**Work request**
Print out the full listing below, word for word.

**Records to process**
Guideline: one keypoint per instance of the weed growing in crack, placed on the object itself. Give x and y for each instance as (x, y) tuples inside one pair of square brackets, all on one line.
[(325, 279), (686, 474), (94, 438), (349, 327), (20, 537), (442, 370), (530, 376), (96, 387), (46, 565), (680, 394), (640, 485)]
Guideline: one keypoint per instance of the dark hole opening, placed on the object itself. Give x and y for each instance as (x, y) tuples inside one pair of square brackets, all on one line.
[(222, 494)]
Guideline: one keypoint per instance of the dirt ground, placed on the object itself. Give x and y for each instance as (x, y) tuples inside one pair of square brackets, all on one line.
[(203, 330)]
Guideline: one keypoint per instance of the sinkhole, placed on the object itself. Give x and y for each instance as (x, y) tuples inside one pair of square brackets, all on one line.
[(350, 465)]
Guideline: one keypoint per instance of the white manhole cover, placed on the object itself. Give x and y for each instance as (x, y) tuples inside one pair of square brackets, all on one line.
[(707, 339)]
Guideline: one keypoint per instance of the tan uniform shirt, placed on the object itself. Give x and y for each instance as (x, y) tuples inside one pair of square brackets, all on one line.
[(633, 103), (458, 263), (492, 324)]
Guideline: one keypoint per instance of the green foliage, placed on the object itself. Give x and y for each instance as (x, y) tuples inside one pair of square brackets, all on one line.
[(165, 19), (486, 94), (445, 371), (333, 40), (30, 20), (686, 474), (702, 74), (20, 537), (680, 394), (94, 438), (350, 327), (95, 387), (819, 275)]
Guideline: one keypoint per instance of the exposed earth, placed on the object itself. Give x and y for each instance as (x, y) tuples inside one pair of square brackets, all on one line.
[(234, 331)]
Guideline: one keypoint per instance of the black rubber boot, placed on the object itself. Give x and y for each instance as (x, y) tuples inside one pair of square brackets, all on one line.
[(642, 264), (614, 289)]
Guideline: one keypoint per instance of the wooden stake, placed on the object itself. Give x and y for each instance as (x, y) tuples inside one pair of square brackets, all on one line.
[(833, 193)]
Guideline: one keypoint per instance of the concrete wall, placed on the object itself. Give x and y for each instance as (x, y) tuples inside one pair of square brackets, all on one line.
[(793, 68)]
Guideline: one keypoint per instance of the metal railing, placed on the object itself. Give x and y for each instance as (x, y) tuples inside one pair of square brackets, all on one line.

**Your response**
Guideline: one keypoint per instance of the weed growing in crack, placed on the object itself. Give x and y for each instance as (x, y) tuples inside one pair of square brackets, all on one line.
[(325, 279), (686, 474), (94, 438), (349, 327), (20, 537), (442, 370), (530, 376), (96, 387), (46, 565), (680, 394), (640, 485)]
Guideline: one keypoint per instance of the dark hole opening, placed on the object itself. Give x and y for each instance as (x, y) tuples inside one pair of square brackets, all on one line.
[(222, 494)]
Guideline: one keypoint per instance of the dirt ground, placed on the object itself. Give x and y for each instance as (x, y) tuples inside one pair of square brackets, all on one line.
[(203, 330)]
Guideline: one keypoint per instance of the sinkhole, placed on the object itself. Give x and y for each instance as (x, y) tuples inside one pair of square brackets, all on one line.
[(350, 465)]
Guideline: one keypoint per instance of the white manhole cover, placed on the object itself. Give x and y for each instance as (x, y) tuples inside one pair of square brackets, all on one line.
[(707, 339)]
Guideline: one keypoint per instance of the tan uniform shirt, placed on the object itself. Give x and y for each instance as (x, y) tuples inside one pair of square brackets, all on one line.
[(633, 103), (458, 263), (492, 324)]
Guideline: one keypoint per instance of the green foliage, placed on the object itself. Give x and y for each instance as (x, y) tuples inside one pair of square brackets, all on one line.
[(165, 19), (486, 94), (445, 371), (333, 40), (30, 20), (686, 474), (702, 74), (20, 537), (680, 394), (94, 438), (350, 327), (95, 387), (819, 275)]
Guideline: one keypoint per instance of the exposed earth, placed on the object itself. Give x and y for each instance as (x, y) tuples inside one pair of square brackets, all on one line.
[(234, 331)]
Guideline: one keypoint per instance of the black rubber boot, placed on the object itself. Give x and y for each instance as (x, y) tuples inside one pair of square brackets, all on one line.
[(642, 264), (614, 289)]
Guideline: one keypoint per instance of the wooden stake, placed on the object itself. Give x and y for each instance as (x, y) tuples inside one pair of square brackets, all on one line.
[(833, 193)]
Guideline: one keypoint per instance of the concrete wall, placed on the object itself. Give x and y for each instance as (x, y) tuples inside one pair of square brackets, all on one line.
[(793, 68)]
Guideline: one keypoint per instance of the metal railing, placed on the object itself. Give x and y for each instance as (x, y) tuples inside one pair of square brackets, all on one line.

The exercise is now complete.